Assignment
Extract the lines from the first line of the records below through the line containing "box: [192, 189, 226, 205]", inclusive, and reproduce them exactly as written.

Extracted information

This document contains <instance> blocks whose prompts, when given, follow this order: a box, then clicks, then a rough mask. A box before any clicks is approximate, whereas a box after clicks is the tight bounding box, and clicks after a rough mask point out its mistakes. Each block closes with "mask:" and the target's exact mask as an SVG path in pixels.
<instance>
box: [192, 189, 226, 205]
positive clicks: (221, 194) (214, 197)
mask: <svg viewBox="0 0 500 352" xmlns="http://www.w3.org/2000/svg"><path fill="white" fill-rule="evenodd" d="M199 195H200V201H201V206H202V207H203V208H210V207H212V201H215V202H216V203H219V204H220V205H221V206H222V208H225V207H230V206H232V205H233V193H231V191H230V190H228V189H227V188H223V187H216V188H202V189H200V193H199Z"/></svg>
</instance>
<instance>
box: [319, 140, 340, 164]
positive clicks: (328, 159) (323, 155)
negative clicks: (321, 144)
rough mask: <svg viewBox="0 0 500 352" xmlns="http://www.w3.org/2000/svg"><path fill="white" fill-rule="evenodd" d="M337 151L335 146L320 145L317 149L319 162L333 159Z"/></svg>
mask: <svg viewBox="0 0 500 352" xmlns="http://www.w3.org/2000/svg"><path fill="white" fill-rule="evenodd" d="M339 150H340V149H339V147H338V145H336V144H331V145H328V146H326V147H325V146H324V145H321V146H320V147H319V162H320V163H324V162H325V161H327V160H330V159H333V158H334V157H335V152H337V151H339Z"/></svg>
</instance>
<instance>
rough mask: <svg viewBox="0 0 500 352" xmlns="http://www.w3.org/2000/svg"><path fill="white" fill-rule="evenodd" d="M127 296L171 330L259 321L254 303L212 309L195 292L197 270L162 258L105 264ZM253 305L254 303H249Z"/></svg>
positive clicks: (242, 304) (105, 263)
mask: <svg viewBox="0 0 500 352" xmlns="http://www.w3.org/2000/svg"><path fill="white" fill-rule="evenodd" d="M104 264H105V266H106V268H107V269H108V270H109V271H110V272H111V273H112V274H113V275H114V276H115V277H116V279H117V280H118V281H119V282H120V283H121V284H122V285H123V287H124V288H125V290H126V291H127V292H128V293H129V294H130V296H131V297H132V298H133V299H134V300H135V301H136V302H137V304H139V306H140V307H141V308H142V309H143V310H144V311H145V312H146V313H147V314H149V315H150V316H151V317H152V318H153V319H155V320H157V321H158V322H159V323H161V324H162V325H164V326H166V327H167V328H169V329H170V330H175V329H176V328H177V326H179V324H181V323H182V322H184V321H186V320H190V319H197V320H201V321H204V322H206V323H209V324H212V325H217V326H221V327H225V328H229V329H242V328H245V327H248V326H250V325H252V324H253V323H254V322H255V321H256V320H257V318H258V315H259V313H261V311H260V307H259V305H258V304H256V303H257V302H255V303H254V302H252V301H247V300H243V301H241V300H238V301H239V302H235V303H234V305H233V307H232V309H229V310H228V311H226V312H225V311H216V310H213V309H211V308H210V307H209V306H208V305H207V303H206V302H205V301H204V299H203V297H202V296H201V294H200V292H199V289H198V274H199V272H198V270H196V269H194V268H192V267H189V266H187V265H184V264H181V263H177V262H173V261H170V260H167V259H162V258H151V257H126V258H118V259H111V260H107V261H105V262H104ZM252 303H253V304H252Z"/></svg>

Solution to the exercise
This document contains <instance> blocks whose prompts, when given, follow this order: a box, then clicks, then a rough mask. A box before any clicks is approximate, whereas a box after clicks is the tight bounding box, and clicks after a rough mask point out its mistakes. Each block closes with "mask:" and the target's exact mask as an SVG path in pixels.
<instance>
box: [192, 189, 226, 205]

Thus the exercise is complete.